* _Your assignment_
First find the line with "Target: wooden deck" in the entries below, then set down exactly every line through the line with "of the small", that line included.

= = = = = = =

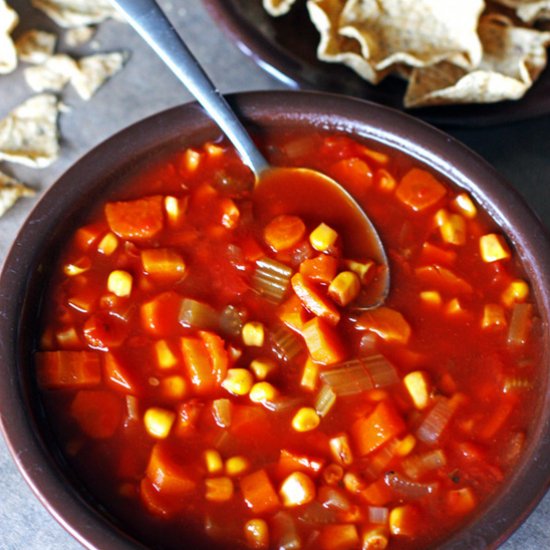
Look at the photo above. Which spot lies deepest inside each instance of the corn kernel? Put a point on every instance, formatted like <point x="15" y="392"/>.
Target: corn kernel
<point x="493" y="248"/>
<point x="297" y="489"/>
<point x="213" y="461"/>
<point x="341" y="450"/>
<point x="517" y="292"/>
<point x="236" y="465"/>
<point x="219" y="489"/>
<point x="262" y="392"/>
<point x="493" y="316"/>
<point x="108" y="244"/>
<point x="262" y="368"/>
<point x="310" y="375"/>
<point x="344" y="288"/>
<point x="158" y="422"/>
<point x="256" y="533"/>
<point x="432" y="297"/>
<point x="418" y="386"/>
<point x="120" y="283"/>
<point x="166" y="358"/>
<point x="464" y="204"/>
<point x="322" y="237"/>
<point x="238" y="381"/>
<point x="305" y="420"/>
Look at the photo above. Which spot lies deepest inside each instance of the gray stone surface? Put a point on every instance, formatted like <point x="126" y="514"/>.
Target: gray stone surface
<point x="145" y="86"/>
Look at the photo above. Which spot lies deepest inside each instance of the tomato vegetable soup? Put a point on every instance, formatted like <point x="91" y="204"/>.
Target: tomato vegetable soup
<point x="211" y="383"/>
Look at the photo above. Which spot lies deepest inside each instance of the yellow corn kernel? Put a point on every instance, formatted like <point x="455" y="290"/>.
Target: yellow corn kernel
<point x="305" y="420"/>
<point x="174" y="387"/>
<point x="418" y="386"/>
<point x="310" y="375"/>
<point x="297" y="489"/>
<point x="374" y="539"/>
<point x="322" y="237"/>
<point x="108" y="244"/>
<point x="236" y="465"/>
<point x="191" y="159"/>
<point x="238" y="381"/>
<point x="120" y="283"/>
<point x="493" y="316"/>
<point x="344" y="288"/>
<point x="219" y="489"/>
<point x="256" y="534"/>
<point x="464" y="204"/>
<point x="516" y="293"/>
<point x="158" y="422"/>
<point x="432" y="297"/>
<point x="263" y="392"/>
<point x="77" y="267"/>
<point x="262" y="368"/>
<point x="230" y="213"/>
<point x="341" y="450"/>
<point x="166" y="358"/>
<point x="253" y="334"/>
<point x="493" y="248"/>
<point x="213" y="461"/>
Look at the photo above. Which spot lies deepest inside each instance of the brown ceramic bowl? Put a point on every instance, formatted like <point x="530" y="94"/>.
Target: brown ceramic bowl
<point x="27" y="269"/>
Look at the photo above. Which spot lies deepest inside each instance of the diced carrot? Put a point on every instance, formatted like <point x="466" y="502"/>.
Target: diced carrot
<point x="97" y="412"/>
<point x="323" y="342"/>
<point x="321" y="268"/>
<point x="139" y="219"/>
<point x="160" y="315"/>
<point x="377" y="428"/>
<point x="68" y="369"/>
<point x="419" y="190"/>
<point x="167" y="473"/>
<point x="314" y="301"/>
<point x="354" y="174"/>
<point x="284" y="232"/>
<point x="389" y="324"/>
<point x="258" y="493"/>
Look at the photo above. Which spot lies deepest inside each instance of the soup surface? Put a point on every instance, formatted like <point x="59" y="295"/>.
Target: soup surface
<point x="210" y="382"/>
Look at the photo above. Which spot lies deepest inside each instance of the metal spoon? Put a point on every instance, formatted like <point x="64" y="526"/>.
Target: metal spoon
<point x="300" y="191"/>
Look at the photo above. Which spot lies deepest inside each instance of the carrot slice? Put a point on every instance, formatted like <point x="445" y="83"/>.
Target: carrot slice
<point x="68" y="369"/>
<point x="380" y="426"/>
<point x="284" y="232"/>
<point x="98" y="412"/>
<point x="419" y="190"/>
<point x="314" y="301"/>
<point x="139" y="219"/>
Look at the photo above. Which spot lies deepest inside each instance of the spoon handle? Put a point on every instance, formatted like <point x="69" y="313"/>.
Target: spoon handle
<point x="151" y="23"/>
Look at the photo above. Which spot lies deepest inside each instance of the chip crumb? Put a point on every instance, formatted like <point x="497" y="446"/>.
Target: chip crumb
<point x="28" y="135"/>
<point x="11" y="191"/>
<point x="36" y="46"/>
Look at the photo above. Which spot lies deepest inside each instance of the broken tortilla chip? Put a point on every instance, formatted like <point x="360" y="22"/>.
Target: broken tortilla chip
<point x="77" y="13"/>
<point x="28" y="135"/>
<point x="36" y="46"/>
<point x="513" y="58"/>
<point x="11" y="191"/>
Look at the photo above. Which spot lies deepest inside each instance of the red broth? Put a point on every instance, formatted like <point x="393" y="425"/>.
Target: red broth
<point x="209" y="381"/>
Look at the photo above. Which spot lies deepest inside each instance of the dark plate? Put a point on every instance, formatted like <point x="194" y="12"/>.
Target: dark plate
<point x="286" y="48"/>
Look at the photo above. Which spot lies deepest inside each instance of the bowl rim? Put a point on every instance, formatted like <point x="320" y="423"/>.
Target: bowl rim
<point x="505" y="511"/>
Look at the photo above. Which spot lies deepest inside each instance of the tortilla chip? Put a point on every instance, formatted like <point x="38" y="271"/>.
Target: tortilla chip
<point x="8" y="55"/>
<point x="11" y="191"/>
<point x="513" y="58"/>
<point x="417" y="33"/>
<point x="52" y="75"/>
<point x="94" y="70"/>
<point x="28" y="135"/>
<point x="278" y="7"/>
<point x="36" y="46"/>
<point x="77" y="13"/>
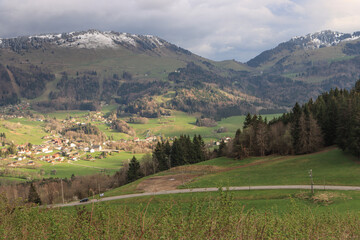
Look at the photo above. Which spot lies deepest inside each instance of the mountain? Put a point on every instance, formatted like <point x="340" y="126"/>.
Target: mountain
<point x="149" y="76"/>
<point x="143" y="75"/>
<point x="330" y="59"/>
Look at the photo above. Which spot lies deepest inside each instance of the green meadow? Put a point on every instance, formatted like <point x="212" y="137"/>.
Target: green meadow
<point x="330" y="167"/>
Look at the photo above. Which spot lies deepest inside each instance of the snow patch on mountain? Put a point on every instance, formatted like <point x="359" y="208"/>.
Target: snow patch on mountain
<point x="91" y="39"/>
<point x="325" y="38"/>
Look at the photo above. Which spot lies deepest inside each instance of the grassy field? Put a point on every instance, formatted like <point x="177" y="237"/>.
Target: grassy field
<point x="108" y="165"/>
<point x="275" y="201"/>
<point x="331" y="167"/>
<point x="21" y="130"/>
<point x="181" y="123"/>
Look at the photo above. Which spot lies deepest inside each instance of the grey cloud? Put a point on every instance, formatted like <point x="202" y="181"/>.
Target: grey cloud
<point x="228" y="29"/>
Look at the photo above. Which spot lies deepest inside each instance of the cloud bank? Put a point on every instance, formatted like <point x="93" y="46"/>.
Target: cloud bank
<point x="219" y="30"/>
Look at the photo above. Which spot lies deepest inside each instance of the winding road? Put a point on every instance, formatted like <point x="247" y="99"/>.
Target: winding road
<point x="196" y="190"/>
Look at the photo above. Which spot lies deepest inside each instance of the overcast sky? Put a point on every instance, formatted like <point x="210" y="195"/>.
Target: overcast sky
<point x="216" y="29"/>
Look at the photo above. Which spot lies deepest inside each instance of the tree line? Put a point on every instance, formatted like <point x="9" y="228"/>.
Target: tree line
<point x="182" y="151"/>
<point x="334" y="118"/>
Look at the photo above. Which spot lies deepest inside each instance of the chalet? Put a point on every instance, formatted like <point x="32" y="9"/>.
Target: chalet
<point x="97" y="147"/>
<point x="150" y="139"/>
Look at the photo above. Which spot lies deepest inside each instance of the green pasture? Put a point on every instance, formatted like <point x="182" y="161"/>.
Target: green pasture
<point x="330" y="167"/>
<point x="21" y="130"/>
<point x="272" y="201"/>
<point x="108" y="165"/>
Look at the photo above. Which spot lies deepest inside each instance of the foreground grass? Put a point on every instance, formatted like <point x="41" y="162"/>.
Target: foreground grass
<point x="220" y="217"/>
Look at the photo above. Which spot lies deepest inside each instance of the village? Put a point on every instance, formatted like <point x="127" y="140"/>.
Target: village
<point x="58" y="148"/>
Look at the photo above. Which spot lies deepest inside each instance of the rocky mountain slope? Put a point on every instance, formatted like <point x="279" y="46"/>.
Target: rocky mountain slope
<point x="330" y="59"/>
<point x="147" y="75"/>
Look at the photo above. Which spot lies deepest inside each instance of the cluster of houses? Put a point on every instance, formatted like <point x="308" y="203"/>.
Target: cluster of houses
<point x="13" y="111"/>
<point x="58" y="149"/>
<point x="225" y="139"/>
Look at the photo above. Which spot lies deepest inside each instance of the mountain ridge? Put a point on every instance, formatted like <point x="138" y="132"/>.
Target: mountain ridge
<point x="79" y="70"/>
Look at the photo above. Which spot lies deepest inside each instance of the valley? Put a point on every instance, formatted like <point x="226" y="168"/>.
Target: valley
<point x="150" y="127"/>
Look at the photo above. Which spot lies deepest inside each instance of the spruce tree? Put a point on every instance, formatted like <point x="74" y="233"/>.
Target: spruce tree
<point x="160" y="156"/>
<point x="33" y="196"/>
<point x="134" y="170"/>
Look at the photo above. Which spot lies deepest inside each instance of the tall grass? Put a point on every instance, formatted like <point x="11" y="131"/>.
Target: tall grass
<point x="217" y="218"/>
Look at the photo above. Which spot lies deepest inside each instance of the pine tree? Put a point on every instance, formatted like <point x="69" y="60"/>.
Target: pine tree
<point x="33" y="196"/>
<point x="160" y="157"/>
<point x="237" y="147"/>
<point x="296" y="128"/>
<point x="248" y="120"/>
<point x="134" y="170"/>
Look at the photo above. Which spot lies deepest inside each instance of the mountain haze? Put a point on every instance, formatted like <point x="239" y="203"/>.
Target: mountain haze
<point x="147" y="75"/>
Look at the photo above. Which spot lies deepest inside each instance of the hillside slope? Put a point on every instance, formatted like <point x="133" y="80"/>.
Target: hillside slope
<point x="84" y="70"/>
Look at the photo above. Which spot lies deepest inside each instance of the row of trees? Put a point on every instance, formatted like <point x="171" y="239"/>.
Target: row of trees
<point x="334" y="118"/>
<point x="182" y="151"/>
<point x="165" y="156"/>
<point x="301" y="134"/>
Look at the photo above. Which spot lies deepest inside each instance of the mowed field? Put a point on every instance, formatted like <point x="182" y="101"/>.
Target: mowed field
<point x="330" y="167"/>
<point x="41" y="169"/>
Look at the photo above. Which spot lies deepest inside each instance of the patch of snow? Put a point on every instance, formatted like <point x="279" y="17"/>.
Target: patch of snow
<point x="351" y="39"/>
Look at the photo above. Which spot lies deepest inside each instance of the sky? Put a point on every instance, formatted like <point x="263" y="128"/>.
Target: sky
<point x="218" y="30"/>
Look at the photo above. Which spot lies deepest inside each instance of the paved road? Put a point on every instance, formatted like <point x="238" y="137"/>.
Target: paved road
<point x="194" y="190"/>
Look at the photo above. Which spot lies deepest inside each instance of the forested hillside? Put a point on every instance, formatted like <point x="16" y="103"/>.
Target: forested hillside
<point x="333" y="118"/>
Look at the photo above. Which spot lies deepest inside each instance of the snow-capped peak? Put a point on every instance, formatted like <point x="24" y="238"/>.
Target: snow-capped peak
<point x="92" y="39"/>
<point x="323" y="39"/>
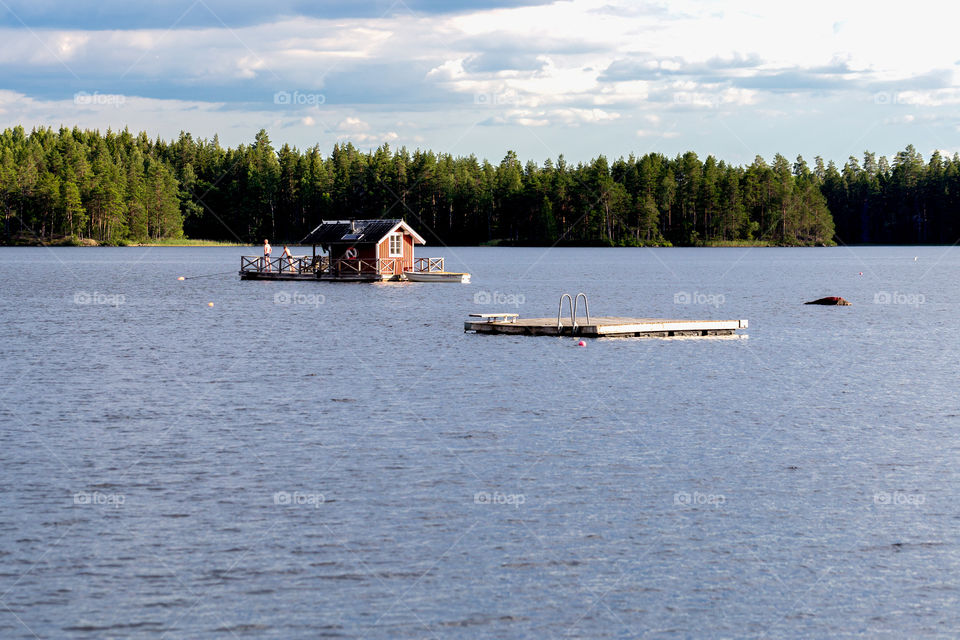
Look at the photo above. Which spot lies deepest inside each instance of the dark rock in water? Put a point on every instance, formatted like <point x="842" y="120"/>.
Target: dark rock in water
<point x="831" y="300"/>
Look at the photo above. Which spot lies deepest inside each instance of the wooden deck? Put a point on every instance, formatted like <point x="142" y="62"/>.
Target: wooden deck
<point x="340" y="270"/>
<point x="610" y="326"/>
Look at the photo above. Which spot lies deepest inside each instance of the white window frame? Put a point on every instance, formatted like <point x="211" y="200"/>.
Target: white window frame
<point x="399" y="252"/>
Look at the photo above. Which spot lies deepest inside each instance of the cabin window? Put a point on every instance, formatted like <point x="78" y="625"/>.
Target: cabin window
<point x="396" y="245"/>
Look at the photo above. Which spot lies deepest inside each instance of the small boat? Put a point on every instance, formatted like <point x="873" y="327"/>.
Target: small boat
<point x="436" y="276"/>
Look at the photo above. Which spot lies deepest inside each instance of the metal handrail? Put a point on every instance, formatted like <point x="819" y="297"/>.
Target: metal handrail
<point x="574" y="305"/>
<point x="586" y="306"/>
<point x="573" y="318"/>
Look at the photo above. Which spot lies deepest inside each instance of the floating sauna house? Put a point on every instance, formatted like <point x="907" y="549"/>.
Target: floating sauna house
<point x="356" y="250"/>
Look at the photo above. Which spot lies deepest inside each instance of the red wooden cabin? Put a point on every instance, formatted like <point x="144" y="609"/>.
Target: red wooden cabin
<point x="365" y="249"/>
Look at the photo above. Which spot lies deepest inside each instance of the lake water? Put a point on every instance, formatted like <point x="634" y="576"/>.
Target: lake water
<point x="306" y="460"/>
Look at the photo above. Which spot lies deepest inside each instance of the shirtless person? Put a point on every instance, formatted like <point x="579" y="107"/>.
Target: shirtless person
<point x="289" y="258"/>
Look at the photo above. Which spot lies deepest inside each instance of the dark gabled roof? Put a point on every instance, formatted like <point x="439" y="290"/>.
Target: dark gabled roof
<point x="356" y="231"/>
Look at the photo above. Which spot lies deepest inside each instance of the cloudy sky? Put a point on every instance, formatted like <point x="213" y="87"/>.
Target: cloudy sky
<point x="584" y="77"/>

= = = = = = =

* _Answer to this task_
Target: wooden deck
<point x="340" y="270"/>
<point x="610" y="326"/>
Look at the photo above. Which spot lies deepest inside each instance of the white window frame? Put a point on every instance, formatted like <point x="211" y="200"/>.
Target: white window frame
<point x="399" y="252"/>
Look at the photo above. Which spot lies deepest inside each instance of the cabin window? Put a point on every instance, formatted like <point x="78" y="625"/>.
Target: cabin window
<point x="396" y="245"/>
Look at the photo above. Which spot lies deepest inside each instance of the small boat? Put a point on every instance, formatted like <point x="873" y="327"/>.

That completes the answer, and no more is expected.